■ What the exercise asks
From the article on androgen deprivation treatment below, set down the passage that begins at the words "Androgen Deprivation Treatment" and stops after the words "in androgen-deprivation therapy.", reproducing it word for word.

USRF Research


Androgen Deprivation Treatment
Part I. History

Leonard S. Marks, M.D.
Medical Director, USRF

Androgens nourish the prostate. (Source: JD McConnell, Monogr. Urol. 11(1), 1990.)

2nd Quarter, 2001 - The prostate gland is an androgen-dependent organ. Testosterone (T)---and the intracellular metabolite dihydrotestosterone (DHT)---are the primary substances responsible for prostate growth and maintenance. Without the testosterone outpouring of puberty, the prostate gland does not develop. Without the continuing trophic influence of T and DHT in adults, prostate growth stops, and atrophy ensues. Moreover, prostate cancer usually regresses when a castrate status is induced, thus the advent in 2001 of two new testosterone-lowering products---Abarelix and the Viadur implant---and the continuing interest in androgen-deprivation therapy.

■ Information

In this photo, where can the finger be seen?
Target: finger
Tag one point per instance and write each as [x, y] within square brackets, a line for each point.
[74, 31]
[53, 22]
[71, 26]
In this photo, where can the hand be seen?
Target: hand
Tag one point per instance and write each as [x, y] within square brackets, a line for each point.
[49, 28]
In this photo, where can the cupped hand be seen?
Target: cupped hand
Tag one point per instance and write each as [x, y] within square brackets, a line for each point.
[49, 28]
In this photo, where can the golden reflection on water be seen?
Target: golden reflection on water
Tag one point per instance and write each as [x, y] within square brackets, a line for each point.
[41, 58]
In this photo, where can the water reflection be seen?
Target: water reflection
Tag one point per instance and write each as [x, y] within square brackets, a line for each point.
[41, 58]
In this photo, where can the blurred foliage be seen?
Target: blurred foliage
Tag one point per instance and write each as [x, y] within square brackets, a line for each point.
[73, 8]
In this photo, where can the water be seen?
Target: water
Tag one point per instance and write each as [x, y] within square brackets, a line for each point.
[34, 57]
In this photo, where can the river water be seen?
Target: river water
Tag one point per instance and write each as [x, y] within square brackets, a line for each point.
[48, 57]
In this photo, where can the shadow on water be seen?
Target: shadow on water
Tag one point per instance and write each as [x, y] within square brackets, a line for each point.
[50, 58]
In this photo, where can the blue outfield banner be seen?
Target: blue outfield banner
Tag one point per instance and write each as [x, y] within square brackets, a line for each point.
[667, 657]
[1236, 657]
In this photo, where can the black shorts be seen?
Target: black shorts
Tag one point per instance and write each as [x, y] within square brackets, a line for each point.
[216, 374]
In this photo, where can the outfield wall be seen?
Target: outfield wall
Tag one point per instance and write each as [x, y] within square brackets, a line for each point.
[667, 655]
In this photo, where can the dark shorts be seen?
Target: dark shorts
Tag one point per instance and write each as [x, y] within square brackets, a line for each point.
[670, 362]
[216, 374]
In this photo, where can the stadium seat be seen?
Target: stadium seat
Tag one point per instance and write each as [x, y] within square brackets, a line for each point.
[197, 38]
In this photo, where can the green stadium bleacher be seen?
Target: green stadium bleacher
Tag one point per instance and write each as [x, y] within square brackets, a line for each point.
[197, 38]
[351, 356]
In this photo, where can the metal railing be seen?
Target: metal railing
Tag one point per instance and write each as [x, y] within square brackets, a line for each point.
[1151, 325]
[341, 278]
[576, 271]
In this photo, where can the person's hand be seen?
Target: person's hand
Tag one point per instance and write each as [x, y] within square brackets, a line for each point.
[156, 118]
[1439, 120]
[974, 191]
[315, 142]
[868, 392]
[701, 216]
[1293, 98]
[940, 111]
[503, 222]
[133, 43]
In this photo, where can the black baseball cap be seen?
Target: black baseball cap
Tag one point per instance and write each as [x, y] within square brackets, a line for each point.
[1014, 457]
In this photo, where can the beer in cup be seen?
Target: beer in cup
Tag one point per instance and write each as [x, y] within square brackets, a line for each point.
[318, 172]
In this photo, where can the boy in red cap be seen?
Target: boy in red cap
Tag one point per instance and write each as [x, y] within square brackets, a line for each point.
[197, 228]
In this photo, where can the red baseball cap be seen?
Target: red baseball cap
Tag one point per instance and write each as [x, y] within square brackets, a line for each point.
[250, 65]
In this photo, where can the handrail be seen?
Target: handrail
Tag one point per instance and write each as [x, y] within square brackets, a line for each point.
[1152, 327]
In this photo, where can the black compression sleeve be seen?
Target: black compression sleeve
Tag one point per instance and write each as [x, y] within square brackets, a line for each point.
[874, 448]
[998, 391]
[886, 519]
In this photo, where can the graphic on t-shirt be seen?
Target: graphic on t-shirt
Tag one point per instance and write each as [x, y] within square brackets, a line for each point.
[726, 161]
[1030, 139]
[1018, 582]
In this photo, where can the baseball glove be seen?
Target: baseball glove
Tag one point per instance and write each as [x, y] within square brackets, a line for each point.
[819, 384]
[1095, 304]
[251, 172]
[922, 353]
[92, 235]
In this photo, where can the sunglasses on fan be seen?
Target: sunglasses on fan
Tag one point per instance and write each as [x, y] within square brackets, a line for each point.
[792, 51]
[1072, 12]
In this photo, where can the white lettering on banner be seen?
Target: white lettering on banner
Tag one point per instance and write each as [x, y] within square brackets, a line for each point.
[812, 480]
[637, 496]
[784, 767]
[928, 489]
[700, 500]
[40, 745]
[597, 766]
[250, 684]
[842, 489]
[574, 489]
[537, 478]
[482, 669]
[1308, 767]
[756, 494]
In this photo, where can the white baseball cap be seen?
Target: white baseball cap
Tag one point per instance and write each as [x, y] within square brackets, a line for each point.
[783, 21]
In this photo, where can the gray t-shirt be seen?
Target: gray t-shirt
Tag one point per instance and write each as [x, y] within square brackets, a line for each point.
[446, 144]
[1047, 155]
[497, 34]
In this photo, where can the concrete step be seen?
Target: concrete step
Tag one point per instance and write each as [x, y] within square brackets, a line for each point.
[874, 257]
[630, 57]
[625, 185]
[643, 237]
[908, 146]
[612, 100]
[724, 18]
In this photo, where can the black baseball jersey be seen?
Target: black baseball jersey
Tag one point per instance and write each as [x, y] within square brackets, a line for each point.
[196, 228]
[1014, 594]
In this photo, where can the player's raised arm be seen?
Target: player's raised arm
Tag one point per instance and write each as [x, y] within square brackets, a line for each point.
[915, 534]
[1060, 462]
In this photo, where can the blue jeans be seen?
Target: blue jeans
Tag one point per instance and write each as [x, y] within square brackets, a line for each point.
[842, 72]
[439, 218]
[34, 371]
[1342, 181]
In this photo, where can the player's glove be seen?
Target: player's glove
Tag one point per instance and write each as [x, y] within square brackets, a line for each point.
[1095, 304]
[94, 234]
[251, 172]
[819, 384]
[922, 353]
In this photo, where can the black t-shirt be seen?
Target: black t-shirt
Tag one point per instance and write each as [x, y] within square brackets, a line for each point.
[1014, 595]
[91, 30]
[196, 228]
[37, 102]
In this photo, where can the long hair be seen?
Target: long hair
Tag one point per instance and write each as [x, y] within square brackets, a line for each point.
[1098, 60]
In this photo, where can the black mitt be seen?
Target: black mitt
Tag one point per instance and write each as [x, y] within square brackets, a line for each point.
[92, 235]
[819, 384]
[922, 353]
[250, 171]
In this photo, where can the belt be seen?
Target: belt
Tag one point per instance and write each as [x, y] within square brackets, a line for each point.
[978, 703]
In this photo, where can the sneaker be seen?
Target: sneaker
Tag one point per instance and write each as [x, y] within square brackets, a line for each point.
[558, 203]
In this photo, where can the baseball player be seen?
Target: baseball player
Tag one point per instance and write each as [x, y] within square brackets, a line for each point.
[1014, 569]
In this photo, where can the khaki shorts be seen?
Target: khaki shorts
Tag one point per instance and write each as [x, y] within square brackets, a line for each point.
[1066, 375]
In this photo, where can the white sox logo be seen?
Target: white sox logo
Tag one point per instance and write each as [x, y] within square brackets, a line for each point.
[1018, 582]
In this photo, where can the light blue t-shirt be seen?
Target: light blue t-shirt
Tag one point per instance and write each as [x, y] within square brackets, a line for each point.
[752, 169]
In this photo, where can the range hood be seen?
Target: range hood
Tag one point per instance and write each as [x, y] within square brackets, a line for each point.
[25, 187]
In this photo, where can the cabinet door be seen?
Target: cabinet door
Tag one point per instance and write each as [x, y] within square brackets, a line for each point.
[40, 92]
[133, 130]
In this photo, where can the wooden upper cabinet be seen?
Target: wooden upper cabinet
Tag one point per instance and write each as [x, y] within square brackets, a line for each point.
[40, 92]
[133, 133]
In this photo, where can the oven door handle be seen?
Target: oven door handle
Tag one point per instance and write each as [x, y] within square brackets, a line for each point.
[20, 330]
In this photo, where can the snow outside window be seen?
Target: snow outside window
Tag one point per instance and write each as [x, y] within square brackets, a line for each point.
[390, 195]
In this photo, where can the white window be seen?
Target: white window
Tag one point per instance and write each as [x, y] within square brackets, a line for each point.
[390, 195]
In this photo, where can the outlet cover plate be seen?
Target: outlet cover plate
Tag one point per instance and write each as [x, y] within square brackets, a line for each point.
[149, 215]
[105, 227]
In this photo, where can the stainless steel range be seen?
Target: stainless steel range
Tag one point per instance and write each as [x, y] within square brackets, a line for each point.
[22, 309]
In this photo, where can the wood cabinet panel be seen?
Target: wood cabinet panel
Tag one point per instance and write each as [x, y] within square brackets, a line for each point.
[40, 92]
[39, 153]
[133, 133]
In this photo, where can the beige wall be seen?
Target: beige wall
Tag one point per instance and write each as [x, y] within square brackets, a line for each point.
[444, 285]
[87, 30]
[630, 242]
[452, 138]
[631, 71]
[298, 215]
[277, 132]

■ Output
Androgen Deprivation Treatment
Part I. History

Leonard S. Marks, M.D.
Medical Director, USRF

Androgens nourish the prostate. (Source: JD McConnell, Monogr. Urol. 11(1), 1990.)

2nd Quarter, 2001 - The prostate gland is an androgen-dependent organ. Testosterone (T)---and the intracellular metabolite dihydrotestosterone (DHT)---are the primary substances responsible for prostate growth and maintenance. Without the testosterone outpouring of puberty, the prostate gland does not develop. Without the continuing trophic influence of T and DHT in adults, prostate growth stops, and atrophy ensues. Moreover, prostate cancer usually regresses when a castrate status is induced, thus the advent in 2001 of two new testosterone-lowering products---Abarelix and the Viadur implant---and the continuing interest in androgen-deprivation therapy.